Sulla non cultura degli Armeni: un' improvvida "relata refero" del prof. Galimberti
Un paio di giorni fa una mia amica mi ha inviato tramite Facebook questo video, chiedendo a che cosa si riferisse l'esperto prof. Galimberti e che senso avessero le sue parole.
L'amica in questione è persona sensibile, donna arguta, collaterale alla questione armena per ragioni per così dire "familiari" essendo una dei pochi discendenti, seppure acquisiti, di Hrand Nazariantz, una pronipote di sua moglie Maddalena De Cosmis. Non è tuttavia direttamente coinvolta nell’identità e nella cultura armena.
Ho guardato attentamente questo video. Non commento la prima parte dell'intervista relativa all’ignoranza reale o strumentale della classe politica italiana contemporanea, ma il problema è relativo ad un'altra questione.
Così riferisce l'eminente studioso all’interlocutoria Lilli Gruber che lo intervista, e insieme a lei agli spettatori e che tele-ascoltatori de La7:
Una volta gli ho chiesto, al Console dell'Armenia (sic), per quale ragione il genocidio armeno non ha avuto successo e ha avuto così tanta difficoltà ad essere riconosciuto rispetto al genocidio ebraico e la sua risposta è stata: "perché gli Ebrei sono molto più colti di noi!".

----

Compito scritto 1 – Elenca ogni persona chiamata per nome nell'articolo sugli Armeni.
Compito scritto 2 –
Per ciascuna affermazione indica se concorda con l'articolo sugli Armeni, rispondendo sì o no e citando le parole che lo stabiliscono.
(a) L'amica che ha inviato il video è direttamente coinvolta nella cultura armena.
(b) A intervistare Galimberti è Lilli Gruber.
(c) Chi scrive commenta la prima parte dell'intervista, quella sulla classe politica italiana.
Compito scritto 3 – Scrivi il seguito dell'articolo sugli Armeni, partendo subito dopo la sua ultima frase.

Elementi archiviati da una raccolta –
----

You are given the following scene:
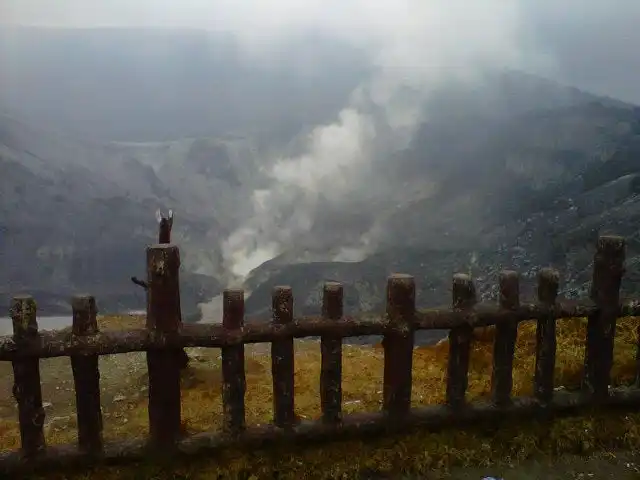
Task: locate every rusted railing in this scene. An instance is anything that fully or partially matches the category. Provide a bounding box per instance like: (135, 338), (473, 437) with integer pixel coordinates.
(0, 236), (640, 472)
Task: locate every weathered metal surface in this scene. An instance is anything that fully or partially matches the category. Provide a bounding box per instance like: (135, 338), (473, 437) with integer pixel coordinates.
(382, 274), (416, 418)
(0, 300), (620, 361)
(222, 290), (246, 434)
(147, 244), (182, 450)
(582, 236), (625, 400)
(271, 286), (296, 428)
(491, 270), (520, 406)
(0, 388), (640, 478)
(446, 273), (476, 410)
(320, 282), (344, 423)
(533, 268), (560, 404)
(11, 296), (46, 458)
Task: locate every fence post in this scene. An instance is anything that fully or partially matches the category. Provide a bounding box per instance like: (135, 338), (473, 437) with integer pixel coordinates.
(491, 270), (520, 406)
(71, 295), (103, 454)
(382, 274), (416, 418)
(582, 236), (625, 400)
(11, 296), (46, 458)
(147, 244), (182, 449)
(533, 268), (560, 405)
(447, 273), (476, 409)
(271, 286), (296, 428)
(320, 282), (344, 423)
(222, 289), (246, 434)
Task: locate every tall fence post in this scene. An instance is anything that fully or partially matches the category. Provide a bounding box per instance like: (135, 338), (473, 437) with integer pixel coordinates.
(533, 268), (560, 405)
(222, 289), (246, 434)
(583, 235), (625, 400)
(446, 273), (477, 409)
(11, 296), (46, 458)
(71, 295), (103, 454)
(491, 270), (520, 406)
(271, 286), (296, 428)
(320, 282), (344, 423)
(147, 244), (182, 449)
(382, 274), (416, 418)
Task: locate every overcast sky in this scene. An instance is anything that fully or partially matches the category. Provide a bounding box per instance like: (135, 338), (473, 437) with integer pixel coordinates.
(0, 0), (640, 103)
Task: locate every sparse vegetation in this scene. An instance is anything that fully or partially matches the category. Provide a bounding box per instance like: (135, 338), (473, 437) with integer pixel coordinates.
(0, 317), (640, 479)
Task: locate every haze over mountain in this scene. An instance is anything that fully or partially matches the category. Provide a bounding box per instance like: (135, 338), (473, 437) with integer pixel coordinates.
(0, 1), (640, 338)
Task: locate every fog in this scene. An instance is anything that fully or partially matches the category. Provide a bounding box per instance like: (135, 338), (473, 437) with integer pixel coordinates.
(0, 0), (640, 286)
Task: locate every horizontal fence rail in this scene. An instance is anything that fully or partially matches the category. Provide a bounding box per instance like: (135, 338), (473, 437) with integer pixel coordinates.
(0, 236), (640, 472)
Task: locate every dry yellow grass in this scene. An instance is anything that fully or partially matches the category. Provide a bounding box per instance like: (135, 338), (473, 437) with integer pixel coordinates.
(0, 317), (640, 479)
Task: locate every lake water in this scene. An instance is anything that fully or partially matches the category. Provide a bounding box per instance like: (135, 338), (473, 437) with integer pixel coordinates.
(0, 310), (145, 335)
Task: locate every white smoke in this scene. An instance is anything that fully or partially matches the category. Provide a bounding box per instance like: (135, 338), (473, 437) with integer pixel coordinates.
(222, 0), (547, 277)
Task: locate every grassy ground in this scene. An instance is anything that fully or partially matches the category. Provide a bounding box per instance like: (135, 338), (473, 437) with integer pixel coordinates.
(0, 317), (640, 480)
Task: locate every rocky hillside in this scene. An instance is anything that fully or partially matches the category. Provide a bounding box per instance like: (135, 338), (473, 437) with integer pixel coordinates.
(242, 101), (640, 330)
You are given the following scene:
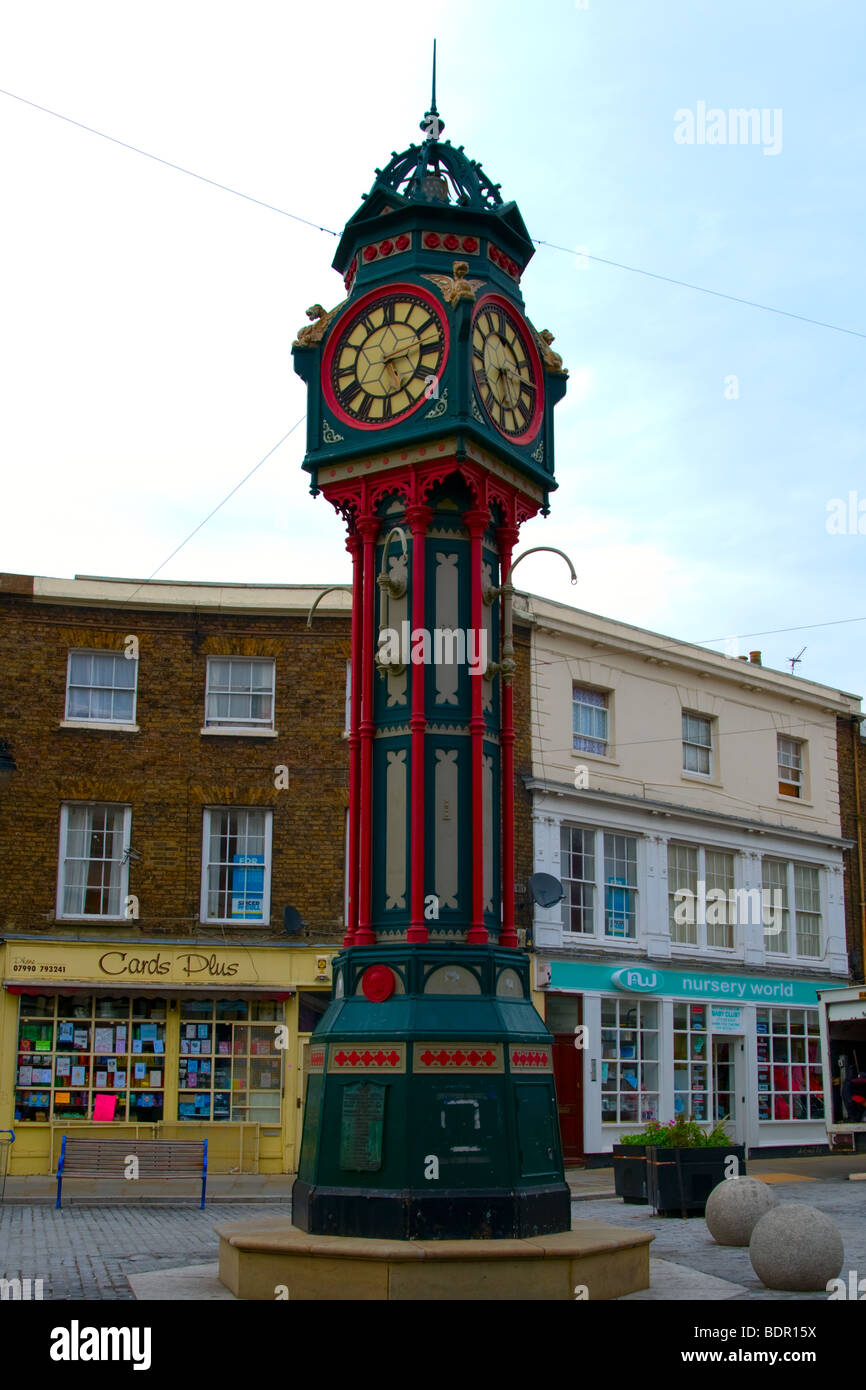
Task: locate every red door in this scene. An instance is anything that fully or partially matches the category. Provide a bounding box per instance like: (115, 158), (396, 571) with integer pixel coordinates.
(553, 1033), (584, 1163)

----

Risposta 1 –
- Galimberti
- Hrand Nazariantz
- Maddalena De Cosmis
- Lilli Gruber

Risposta 2 –
(a) No: "Non è tuttavia direttamente coinvolta nell’identità e nella cultura armena."
(b) Sì: "all’interlocutoria Lilli Gruber che lo intervista"
(c) No: "Non commento la prima parte dell'intervista relativa all’ignoranza reale o strumentale della classe politica italiana contemporanea"

Risposta 3 –
Non entriamo nell'uso rafforzativo del dativo etico (o di affetto) dell' "Una volta gli ho chiesto al..." tipico di talune parlate settentrionali; passi anche l'affermazione raggelante: "il genocidio armeno non avuto tanto successo..." come se si trattasse di una trasmissione televisiva cui addebitare uno punteggio percentuale di gradimento televisivo ma, ascoltando l'intera intervista stentiamo a cogliere il nesso tra le affermazioni sull'ignoranza della classe politica italiana e il tema dei genocidi.
Ciò che lascia perplessi in quest'intervista è, peraltro, che l’affermazione risulti del tutto fuori contesto, quando cita a sua volta l'incontro con il Console della Repubblica di Armenia. Non indaghiamo neppure l'identità del Console, onorario o diplomatico di carriera, e neppure in che tempi sarebbe avvenuta la conversazione cui si fa menzione.
L'affermazione riferita dal Galimberti ha il tono di una chiacchiera da bar e preoccupa proprio per la sua banalità.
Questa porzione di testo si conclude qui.